__What to produce__:
Render the following material again verbatim, leaving nothing out.

__Listed records__:
━━━━━━━━━━━━━━━━━━━━

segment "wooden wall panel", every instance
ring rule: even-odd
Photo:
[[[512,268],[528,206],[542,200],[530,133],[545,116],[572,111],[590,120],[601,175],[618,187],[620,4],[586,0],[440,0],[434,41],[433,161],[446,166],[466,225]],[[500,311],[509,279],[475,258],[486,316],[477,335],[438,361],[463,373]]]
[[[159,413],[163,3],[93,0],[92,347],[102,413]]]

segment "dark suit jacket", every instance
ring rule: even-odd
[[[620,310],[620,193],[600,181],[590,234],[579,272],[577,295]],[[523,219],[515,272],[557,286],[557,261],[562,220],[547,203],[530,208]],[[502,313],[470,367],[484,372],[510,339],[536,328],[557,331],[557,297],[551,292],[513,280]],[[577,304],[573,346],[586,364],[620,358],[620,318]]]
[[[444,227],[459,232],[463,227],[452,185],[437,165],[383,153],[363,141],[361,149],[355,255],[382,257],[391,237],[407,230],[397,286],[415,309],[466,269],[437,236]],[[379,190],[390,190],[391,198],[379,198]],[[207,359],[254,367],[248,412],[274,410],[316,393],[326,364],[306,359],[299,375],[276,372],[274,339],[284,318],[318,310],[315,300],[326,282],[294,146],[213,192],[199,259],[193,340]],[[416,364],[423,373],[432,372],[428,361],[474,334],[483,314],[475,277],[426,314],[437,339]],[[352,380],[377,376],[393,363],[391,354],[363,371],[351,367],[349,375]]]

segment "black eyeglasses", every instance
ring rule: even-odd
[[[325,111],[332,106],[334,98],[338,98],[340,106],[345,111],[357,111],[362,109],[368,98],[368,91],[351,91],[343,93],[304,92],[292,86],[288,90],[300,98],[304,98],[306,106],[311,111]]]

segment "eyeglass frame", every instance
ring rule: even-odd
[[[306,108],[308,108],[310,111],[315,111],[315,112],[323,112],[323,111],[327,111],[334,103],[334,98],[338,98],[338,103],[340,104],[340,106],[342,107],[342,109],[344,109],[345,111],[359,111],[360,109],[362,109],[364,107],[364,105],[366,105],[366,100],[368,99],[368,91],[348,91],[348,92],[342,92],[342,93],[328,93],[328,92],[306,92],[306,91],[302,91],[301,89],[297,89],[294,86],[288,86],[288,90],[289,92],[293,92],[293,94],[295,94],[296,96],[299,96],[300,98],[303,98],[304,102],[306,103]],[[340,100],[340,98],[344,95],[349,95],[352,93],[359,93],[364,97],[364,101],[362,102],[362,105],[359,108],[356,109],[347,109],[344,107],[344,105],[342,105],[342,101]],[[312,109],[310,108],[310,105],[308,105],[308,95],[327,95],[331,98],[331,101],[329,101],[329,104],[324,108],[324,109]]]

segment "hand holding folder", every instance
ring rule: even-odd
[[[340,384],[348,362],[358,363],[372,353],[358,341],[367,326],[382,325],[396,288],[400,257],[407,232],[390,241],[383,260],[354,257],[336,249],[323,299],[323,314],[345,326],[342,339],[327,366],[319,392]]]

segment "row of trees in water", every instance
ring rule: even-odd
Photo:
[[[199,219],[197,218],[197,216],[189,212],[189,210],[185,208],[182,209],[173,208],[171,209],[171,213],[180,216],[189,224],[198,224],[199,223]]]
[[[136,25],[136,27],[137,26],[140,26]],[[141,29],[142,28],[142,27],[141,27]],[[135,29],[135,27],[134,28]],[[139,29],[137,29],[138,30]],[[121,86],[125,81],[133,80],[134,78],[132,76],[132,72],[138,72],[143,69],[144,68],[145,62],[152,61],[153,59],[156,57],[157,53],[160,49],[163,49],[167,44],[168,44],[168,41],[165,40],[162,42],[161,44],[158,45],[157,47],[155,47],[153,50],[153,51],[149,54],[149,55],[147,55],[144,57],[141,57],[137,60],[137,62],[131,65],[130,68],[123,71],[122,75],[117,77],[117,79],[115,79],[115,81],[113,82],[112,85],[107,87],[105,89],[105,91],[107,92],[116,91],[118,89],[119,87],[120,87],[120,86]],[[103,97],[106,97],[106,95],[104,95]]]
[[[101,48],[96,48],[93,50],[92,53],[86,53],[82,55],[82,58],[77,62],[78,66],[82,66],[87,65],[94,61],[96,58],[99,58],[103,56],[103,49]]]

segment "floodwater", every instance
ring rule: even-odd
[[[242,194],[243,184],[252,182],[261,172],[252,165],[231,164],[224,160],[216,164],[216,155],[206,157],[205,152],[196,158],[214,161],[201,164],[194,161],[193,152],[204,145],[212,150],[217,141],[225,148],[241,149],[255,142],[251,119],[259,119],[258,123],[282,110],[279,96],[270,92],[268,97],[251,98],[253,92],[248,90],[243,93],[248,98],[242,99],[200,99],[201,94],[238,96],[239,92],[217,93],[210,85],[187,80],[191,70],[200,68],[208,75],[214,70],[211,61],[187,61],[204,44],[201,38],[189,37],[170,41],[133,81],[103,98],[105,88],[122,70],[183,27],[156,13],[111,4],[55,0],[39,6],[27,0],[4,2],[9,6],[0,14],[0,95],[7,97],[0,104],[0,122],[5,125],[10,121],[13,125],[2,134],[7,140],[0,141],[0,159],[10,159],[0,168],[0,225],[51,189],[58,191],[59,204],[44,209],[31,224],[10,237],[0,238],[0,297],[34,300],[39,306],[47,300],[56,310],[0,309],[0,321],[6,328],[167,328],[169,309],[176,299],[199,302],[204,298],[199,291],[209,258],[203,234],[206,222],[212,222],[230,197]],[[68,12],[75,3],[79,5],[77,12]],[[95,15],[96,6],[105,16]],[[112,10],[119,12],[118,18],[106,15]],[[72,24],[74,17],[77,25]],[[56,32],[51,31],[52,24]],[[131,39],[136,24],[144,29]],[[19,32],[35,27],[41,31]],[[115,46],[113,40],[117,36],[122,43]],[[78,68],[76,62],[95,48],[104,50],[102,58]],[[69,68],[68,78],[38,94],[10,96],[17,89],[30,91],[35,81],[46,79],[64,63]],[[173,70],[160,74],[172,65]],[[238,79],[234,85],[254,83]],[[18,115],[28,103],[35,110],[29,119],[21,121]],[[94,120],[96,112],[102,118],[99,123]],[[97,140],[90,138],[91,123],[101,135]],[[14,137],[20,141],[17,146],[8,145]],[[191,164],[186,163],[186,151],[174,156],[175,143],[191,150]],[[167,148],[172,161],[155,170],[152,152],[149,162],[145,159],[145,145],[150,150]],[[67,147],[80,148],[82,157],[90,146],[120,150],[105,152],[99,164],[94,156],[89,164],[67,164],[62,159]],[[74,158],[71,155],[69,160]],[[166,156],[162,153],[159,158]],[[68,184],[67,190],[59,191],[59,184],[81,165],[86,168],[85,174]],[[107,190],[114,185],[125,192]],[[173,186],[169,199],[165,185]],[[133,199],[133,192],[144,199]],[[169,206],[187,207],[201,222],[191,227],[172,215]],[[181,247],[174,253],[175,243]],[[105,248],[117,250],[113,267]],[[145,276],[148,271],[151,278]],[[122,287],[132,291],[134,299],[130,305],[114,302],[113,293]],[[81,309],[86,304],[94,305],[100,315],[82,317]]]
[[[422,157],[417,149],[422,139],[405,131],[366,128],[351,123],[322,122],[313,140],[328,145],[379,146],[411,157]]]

━━━━━━━━━━━━━━━━━━━━

__Response__:
segment "wooden wall panel", every instance
ring rule: even-odd
Photo:
[[[512,268],[528,206],[542,200],[530,133],[545,116],[572,111],[590,120],[601,175],[618,187],[620,4],[586,0],[440,0],[434,41],[433,161],[446,166],[466,225]],[[500,311],[509,279],[475,258],[486,316],[477,335],[438,361],[463,373]]]
[[[159,413],[163,3],[93,0],[92,347],[102,413]]]

segment "dark suit jacket", every instance
ring rule: even-odd
[[[620,310],[620,193],[600,181],[590,234],[579,272],[577,295]],[[523,219],[515,272],[557,286],[557,261],[562,220],[547,203],[530,208]],[[502,313],[470,367],[484,372],[510,339],[536,328],[557,331],[557,297],[551,292],[513,280]],[[577,304],[573,346],[586,364],[620,358],[620,318]]]
[[[444,227],[459,232],[463,227],[452,185],[437,165],[383,153],[363,141],[361,149],[355,255],[382,257],[391,237],[407,230],[397,286],[415,309],[466,269],[437,236]],[[379,190],[390,190],[391,198],[379,198]],[[207,359],[254,367],[248,412],[274,410],[316,393],[326,364],[306,359],[299,375],[276,372],[274,339],[284,318],[318,310],[315,300],[326,282],[294,146],[213,192],[199,259],[193,340]],[[416,364],[423,373],[432,372],[428,361],[474,334],[483,314],[475,277],[426,314],[437,339]],[[352,380],[377,376],[393,363],[391,354],[363,371],[351,367],[349,375]]]

segment "black eyeglasses", every instance
ring rule: even-odd
[[[325,111],[332,106],[334,98],[338,98],[340,106],[345,111],[357,111],[362,109],[368,98],[368,91],[351,91],[343,93],[304,92],[292,86],[288,90],[300,98],[304,98],[306,106],[311,111]]]

segment "eyeglass frame", every instance
ring rule: even-odd
[[[306,108],[308,108],[310,111],[315,111],[315,112],[323,112],[323,111],[327,111],[334,103],[334,98],[338,98],[338,103],[340,104],[340,106],[342,107],[342,109],[344,109],[345,111],[359,111],[360,109],[362,109],[364,107],[364,105],[366,105],[366,100],[368,99],[368,91],[348,91],[348,92],[342,92],[342,93],[328,93],[328,92],[306,92],[306,91],[302,91],[301,89],[297,89],[294,86],[288,86],[288,90],[289,92],[293,92],[293,94],[295,94],[296,96],[299,96],[300,98],[303,98],[304,102],[306,103]],[[340,100],[340,98],[344,95],[349,95],[352,93],[359,93],[364,97],[364,101],[362,102],[362,105],[359,108],[356,109],[347,109],[344,107],[344,105],[342,105],[342,101]],[[312,109],[310,108],[310,105],[308,105],[308,95],[327,95],[331,98],[331,101],[329,101],[329,104],[324,108],[324,109]]]

segment "hand holding folder", every instance
ring rule: even-odd
[[[340,384],[348,362],[358,363],[372,353],[358,341],[367,326],[382,325],[396,288],[400,257],[407,232],[390,241],[383,260],[354,257],[336,249],[323,299],[323,314],[345,326],[342,339],[327,366],[319,392]]]

segment "row of trees in water", every instance
ring rule: even-odd
Photo:
[[[199,219],[197,218],[197,216],[189,212],[189,210],[185,208],[182,209],[173,208],[171,209],[171,213],[180,216],[189,224],[198,224],[199,223]]]
[[[136,25],[136,27],[137,26],[140,26]],[[141,29],[142,28],[142,27],[141,27]],[[135,29],[135,27],[134,28]],[[139,29],[137,29],[138,30]],[[121,86],[125,81],[133,80],[134,78],[132,76],[132,72],[138,72],[143,69],[144,68],[145,62],[152,61],[153,59],[156,57],[157,53],[160,49],[163,49],[167,44],[168,44],[168,41],[165,40],[162,42],[161,44],[158,45],[157,47],[155,47],[153,50],[153,51],[149,54],[149,55],[147,55],[144,57],[141,57],[137,60],[137,62],[131,65],[130,68],[123,71],[122,75],[117,77],[117,79],[115,79],[115,81],[113,82],[112,85],[107,87],[105,89],[105,91],[107,92],[116,91],[118,89],[119,87],[120,87],[120,86]],[[103,97],[106,97],[106,95],[104,95]]]
[[[101,48],[96,48],[93,50],[92,53],[86,53],[82,55],[82,58],[77,62],[78,66],[82,66],[87,65],[94,61],[96,58],[99,58],[103,56],[103,49]]]

segment "floodwater", every instance
ring rule: even-odd
[[[242,194],[243,184],[252,182],[261,172],[252,165],[231,164],[224,160],[216,164],[216,155],[206,157],[205,152],[196,158],[214,161],[201,164],[194,161],[193,152],[204,145],[212,150],[217,141],[225,148],[241,149],[255,142],[251,119],[259,119],[258,123],[282,110],[279,96],[270,92],[268,97],[251,98],[253,92],[248,90],[243,93],[248,98],[242,99],[200,99],[201,94],[238,96],[239,92],[217,93],[210,85],[187,80],[191,70],[200,68],[208,75],[214,70],[211,61],[187,61],[204,44],[201,38],[189,37],[170,41],[133,81],[103,98],[105,88],[122,70],[183,27],[156,13],[111,4],[55,0],[39,6],[27,0],[4,2],[9,6],[0,14],[0,95],[7,97],[0,104],[0,122],[5,125],[10,121],[13,125],[2,134],[7,140],[0,141],[0,159],[10,159],[0,168],[0,225],[51,189],[58,191],[59,204],[44,209],[31,224],[10,237],[0,238],[0,297],[34,300],[39,306],[47,300],[56,310],[0,309],[0,321],[6,328],[167,328],[169,309],[176,299],[199,302],[204,298],[199,291],[209,258],[203,234],[206,222],[212,222],[230,197]],[[68,12],[75,3],[79,5],[77,12]],[[95,15],[96,6],[105,16]],[[112,10],[119,12],[118,18],[106,15]],[[72,24],[74,17],[77,25]],[[56,32],[51,31],[52,24]],[[131,39],[136,24],[144,29]],[[19,32],[35,27],[41,31]],[[115,46],[113,40],[117,36],[122,43]],[[78,68],[76,62],[95,48],[104,50],[102,58]],[[69,68],[68,78],[38,94],[10,96],[17,89],[30,91],[35,81],[46,79],[64,63]],[[173,70],[160,74],[172,65]],[[238,79],[234,85],[254,83]],[[18,115],[28,103],[35,110],[29,119],[21,121]],[[94,120],[96,112],[102,118],[99,123]],[[97,140],[90,138],[91,123],[101,135]],[[14,137],[20,141],[17,146],[8,145]],[[191,164],[186,163],[186,151],[174,156],[175,143],[191,150]],[[167,148],[172,161],[155,170],[152,152],[149,162],[145,159],[145,145],[150,150]],[[67,147],[80,148],[82,157],[90,146],[120,150],[105,152],[99,164],[94,156],[89,164],[67,164],[62,159]],[[74,158],[71,155],[69,160]],[[166,156],[162,153],[159,158]],[[68,184],[67,190],[59,191],[59,184],[81,165],[86,168],[85,174]],[[107,190],[114,185],[125,192]],[[173,186],[169,199],[165,185]],[[133,199],[133,192],[144,199]],[[169,206],[187,207],[201,222],[191,227],[172,215]],[[181,247],[174,253],[175,243]],[[105,248],[117,250],[113,267]],[[145,276],[148,271],[151,278]],[[122,287],[132,291],[134,299],[130,305],[114,302],[113,293]],[[81,309],[86,304],[94,305],[100,315],[82,317]]]
[[[422,157],[417,149],[422,139],[405,131],[366,128],[351,123],[322,122],[313,140],[328,145],[379,146],[411,157]]]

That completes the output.